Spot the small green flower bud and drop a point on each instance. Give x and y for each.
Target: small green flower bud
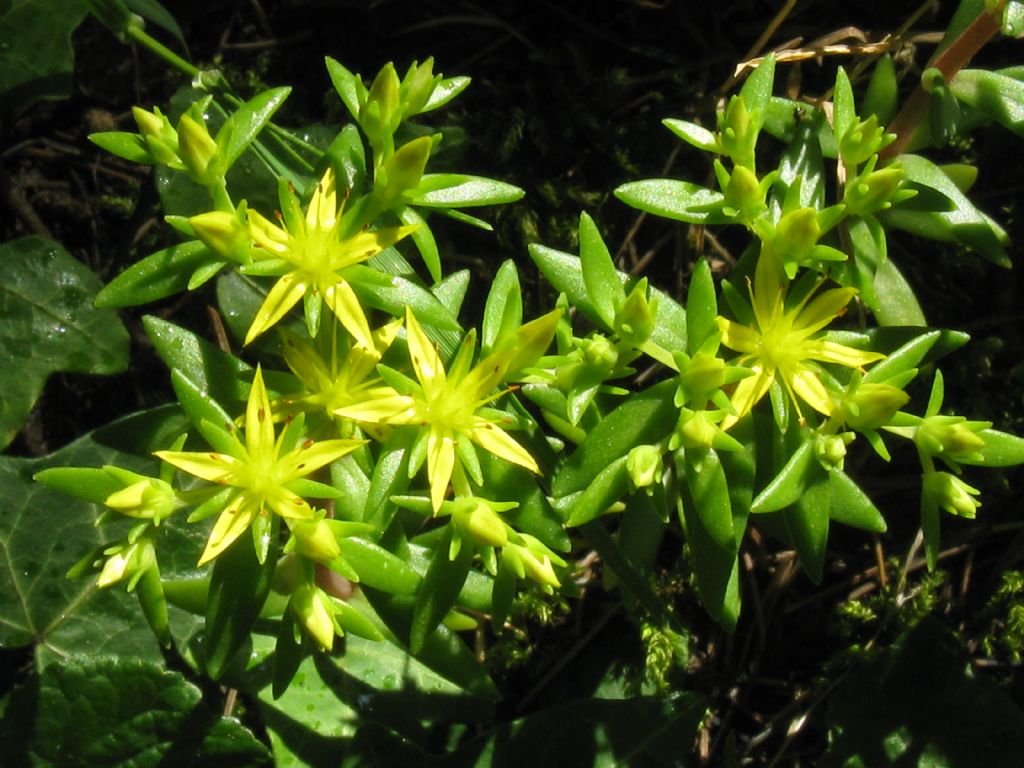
(737, 133)
(635, 318)
(744, 195)
(951, 494)
(312, 608)
(871, 406)
(417, 87)
(478, 522)
(872, 190)
(951, 437)
(313, 539)
(160, 137)
(644, 465)
(599, 352)
(797, 233)
(379, 116)
(830, 449)
(150, 498)
(198, 150)
(127, 561)
(705, 374)
(223, 233)
(862, 139)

- _Task_:
Return every line above word for word, leaving out the picture.

- _The completed task_:
Spot the small green flower bud and drop a point on each instance. Give x and y for each.
Target: small green flower bud
(737, 133)
(635, 318)
(744, 195)
(951, 494)
(312, 608)
(871, 406)
(417, 87)
(478, 522)
(872, 190)
(951, 437)
(313, 539)
(160, 137)
(644, 465)
(599, 352)
(797, 233)
(379, 116)
(830, 449)
(150, 498)
(198, 150)
(127, 561)
(705, 374)
(223, 233)
(862, 139)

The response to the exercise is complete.